*** SUPPLIED INFORMATION Section Begins ***
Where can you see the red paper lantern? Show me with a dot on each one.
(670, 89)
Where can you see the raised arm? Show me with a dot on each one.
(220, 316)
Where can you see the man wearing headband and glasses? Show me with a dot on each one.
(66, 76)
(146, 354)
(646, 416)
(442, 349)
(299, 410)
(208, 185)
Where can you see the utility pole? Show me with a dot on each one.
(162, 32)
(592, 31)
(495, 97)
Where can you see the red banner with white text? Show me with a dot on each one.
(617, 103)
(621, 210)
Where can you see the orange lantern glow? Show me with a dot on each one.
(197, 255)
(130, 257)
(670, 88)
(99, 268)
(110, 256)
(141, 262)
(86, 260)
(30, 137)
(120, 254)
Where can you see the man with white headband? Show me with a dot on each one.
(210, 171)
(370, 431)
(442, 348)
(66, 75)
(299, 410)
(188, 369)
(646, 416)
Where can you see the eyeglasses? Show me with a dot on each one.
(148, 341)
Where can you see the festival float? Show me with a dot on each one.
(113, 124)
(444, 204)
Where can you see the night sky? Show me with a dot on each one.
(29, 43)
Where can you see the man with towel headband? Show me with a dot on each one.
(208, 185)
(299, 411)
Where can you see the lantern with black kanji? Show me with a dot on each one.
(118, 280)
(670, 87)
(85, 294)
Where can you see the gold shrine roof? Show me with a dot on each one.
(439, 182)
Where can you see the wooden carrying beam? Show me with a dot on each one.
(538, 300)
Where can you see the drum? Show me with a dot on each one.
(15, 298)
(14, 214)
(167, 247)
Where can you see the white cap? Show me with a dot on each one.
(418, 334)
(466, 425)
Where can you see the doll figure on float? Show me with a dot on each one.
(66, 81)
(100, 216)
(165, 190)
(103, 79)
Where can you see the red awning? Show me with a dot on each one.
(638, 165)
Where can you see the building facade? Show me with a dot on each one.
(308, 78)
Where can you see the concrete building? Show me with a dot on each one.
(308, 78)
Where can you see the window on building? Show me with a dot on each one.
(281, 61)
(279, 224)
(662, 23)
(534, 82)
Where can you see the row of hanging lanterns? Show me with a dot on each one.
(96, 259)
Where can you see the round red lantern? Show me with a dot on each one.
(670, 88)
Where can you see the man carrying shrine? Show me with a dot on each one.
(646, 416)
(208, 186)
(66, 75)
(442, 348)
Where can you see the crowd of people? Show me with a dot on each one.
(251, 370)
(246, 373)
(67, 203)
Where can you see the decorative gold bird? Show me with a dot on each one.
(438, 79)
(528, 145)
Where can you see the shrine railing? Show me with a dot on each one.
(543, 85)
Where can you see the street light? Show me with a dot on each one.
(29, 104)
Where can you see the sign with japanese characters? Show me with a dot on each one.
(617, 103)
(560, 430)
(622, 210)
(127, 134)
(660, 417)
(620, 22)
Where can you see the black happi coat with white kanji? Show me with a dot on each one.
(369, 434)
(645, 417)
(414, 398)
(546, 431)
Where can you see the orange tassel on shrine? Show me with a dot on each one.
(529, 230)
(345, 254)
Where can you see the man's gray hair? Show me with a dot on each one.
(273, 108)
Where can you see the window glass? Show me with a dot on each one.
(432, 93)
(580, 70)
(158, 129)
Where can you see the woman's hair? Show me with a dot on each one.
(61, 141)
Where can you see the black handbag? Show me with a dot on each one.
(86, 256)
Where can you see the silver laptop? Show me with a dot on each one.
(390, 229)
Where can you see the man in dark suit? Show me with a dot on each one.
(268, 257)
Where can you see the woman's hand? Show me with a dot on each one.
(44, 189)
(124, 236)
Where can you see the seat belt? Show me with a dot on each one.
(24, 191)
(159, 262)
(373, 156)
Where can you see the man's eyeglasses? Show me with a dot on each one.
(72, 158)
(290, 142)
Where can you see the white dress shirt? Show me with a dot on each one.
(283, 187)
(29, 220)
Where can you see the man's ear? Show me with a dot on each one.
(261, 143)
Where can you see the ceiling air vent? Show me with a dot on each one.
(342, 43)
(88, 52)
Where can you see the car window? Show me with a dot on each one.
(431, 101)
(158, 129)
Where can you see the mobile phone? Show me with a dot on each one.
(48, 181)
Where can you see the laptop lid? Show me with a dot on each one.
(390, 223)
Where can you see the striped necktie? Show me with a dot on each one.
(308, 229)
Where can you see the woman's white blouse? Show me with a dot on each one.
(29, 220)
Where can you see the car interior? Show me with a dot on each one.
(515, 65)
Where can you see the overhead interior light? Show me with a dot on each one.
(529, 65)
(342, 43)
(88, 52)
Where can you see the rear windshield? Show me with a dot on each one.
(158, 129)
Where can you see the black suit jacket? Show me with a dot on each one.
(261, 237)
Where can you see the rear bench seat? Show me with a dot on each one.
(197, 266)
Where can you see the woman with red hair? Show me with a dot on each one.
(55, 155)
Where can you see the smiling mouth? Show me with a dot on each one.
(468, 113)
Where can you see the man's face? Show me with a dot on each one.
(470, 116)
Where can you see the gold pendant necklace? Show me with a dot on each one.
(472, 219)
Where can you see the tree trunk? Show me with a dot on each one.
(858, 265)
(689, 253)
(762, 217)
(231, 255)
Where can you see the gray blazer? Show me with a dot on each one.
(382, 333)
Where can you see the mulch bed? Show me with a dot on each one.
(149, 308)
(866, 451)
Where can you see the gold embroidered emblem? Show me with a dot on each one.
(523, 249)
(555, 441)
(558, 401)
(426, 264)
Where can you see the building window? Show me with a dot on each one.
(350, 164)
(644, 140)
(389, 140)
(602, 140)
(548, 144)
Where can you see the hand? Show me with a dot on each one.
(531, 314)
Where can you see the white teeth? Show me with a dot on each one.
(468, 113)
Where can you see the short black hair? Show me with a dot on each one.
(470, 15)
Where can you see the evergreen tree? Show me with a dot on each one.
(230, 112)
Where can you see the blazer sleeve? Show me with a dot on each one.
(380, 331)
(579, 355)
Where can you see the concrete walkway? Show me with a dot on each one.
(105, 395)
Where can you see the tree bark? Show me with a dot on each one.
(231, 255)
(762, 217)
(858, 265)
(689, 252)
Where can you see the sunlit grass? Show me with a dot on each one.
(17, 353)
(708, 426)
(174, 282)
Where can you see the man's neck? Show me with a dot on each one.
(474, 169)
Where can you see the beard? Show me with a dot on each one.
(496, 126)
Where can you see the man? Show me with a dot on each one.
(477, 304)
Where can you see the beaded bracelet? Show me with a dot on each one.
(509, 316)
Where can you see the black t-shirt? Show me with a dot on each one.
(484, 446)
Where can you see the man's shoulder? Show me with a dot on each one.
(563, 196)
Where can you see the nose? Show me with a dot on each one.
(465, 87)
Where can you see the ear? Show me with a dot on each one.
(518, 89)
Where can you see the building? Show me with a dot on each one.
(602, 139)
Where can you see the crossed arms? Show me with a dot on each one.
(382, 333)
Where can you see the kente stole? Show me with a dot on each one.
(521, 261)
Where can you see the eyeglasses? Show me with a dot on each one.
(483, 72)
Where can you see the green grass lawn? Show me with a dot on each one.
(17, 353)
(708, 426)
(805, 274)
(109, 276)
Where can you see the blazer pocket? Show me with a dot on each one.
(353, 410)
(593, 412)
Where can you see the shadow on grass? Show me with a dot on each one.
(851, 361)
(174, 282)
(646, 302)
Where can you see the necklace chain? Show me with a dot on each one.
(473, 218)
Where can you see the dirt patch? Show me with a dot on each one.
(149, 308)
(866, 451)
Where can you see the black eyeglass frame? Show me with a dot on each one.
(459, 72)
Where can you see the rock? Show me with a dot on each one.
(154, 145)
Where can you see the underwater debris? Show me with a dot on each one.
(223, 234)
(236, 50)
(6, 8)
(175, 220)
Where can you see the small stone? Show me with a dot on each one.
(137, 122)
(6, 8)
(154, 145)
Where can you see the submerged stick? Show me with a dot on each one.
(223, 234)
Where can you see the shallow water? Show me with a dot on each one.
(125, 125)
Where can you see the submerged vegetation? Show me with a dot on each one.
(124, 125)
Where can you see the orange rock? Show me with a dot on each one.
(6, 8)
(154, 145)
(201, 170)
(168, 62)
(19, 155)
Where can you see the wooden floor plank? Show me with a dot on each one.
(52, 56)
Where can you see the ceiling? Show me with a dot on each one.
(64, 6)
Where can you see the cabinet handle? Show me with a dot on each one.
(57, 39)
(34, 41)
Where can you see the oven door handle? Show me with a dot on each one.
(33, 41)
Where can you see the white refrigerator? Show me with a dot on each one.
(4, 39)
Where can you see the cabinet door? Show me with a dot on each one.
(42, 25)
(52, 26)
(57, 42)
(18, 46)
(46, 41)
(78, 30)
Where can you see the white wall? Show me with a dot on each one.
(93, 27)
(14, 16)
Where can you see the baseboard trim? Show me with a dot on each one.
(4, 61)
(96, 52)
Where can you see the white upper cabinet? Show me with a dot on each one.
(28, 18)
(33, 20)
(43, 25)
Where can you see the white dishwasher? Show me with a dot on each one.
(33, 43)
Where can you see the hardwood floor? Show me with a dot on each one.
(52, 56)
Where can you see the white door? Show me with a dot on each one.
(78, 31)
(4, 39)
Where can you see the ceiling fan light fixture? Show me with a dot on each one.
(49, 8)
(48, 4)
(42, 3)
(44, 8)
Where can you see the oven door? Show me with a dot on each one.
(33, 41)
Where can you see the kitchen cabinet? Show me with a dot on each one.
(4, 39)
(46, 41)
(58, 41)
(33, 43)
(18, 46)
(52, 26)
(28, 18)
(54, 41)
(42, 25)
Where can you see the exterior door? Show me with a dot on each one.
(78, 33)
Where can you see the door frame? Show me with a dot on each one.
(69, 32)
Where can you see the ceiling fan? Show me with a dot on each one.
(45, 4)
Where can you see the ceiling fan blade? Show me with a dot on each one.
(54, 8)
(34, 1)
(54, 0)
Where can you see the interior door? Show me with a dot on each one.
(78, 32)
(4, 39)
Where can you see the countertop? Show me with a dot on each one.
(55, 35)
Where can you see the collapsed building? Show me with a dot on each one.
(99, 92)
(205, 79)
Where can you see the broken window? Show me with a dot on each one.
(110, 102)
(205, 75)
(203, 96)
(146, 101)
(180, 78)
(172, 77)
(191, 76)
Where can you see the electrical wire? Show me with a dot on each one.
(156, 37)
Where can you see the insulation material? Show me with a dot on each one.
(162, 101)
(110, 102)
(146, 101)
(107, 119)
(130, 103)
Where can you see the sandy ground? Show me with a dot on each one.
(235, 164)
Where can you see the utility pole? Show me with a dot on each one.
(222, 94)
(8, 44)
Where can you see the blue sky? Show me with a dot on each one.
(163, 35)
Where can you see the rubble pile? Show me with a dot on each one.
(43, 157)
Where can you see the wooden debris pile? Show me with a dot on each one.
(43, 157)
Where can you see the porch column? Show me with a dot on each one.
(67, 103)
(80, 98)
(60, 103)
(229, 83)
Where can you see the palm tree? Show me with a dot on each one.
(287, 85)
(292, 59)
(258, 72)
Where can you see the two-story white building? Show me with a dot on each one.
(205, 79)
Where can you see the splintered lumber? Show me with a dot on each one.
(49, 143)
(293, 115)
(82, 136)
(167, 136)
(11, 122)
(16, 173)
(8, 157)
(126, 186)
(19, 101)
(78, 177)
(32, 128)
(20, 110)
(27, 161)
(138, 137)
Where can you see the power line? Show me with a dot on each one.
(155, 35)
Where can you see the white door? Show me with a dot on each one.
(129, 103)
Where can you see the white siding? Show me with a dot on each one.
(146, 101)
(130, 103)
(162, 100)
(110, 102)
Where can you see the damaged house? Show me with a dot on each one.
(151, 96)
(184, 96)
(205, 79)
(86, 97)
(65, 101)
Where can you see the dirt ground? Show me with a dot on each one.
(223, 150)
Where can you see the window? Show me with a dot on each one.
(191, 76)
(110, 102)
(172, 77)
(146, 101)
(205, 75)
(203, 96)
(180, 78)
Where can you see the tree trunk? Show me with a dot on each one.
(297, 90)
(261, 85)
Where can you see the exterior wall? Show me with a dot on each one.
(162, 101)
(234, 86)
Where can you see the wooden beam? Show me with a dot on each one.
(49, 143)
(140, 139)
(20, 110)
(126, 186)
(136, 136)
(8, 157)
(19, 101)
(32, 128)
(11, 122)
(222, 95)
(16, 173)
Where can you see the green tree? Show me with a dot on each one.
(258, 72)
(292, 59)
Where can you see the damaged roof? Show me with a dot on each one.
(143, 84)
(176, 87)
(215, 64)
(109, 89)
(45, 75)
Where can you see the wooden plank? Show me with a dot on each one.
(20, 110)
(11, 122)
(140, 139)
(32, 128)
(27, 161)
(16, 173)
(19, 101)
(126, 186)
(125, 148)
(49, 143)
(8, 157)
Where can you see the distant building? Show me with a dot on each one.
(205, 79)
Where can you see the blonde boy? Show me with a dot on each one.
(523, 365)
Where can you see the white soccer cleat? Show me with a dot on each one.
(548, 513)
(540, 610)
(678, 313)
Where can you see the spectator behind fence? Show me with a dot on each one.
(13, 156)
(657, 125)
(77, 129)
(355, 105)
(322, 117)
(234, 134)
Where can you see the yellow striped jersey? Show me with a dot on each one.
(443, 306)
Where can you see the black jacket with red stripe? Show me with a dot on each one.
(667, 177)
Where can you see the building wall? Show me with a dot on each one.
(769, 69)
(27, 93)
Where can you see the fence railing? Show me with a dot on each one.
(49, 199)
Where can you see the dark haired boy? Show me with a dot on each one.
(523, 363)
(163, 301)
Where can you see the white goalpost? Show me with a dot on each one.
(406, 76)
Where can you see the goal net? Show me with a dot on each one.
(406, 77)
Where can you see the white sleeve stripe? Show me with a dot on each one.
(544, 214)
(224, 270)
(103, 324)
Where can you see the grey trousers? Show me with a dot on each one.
*** SUPPLIED INFORMATION Section Ends ***
EXERCISE DETAILS >> Nothing but the lines from the line containing "Where can you see the dark" through the final line of the entries should appear in your answer, copied exactly.

OUTPUT FOR THIS TASK >>
Where can you see the dark haired boy? Show me with a dot on each one.
(523, 363)
(163, 301)
Where can you see the white goalpost? Show me with a dot on each one.
(406, 76)
Where can you see the goal net? Show me with a dot on each one.
(406, 77)
Where can you see the white sleeve stripe? Show me with a dot on each one.
(544, 214)
(224, 270)
(103, 324)
Where can you see the grey trousers? Show me with a dot on each one.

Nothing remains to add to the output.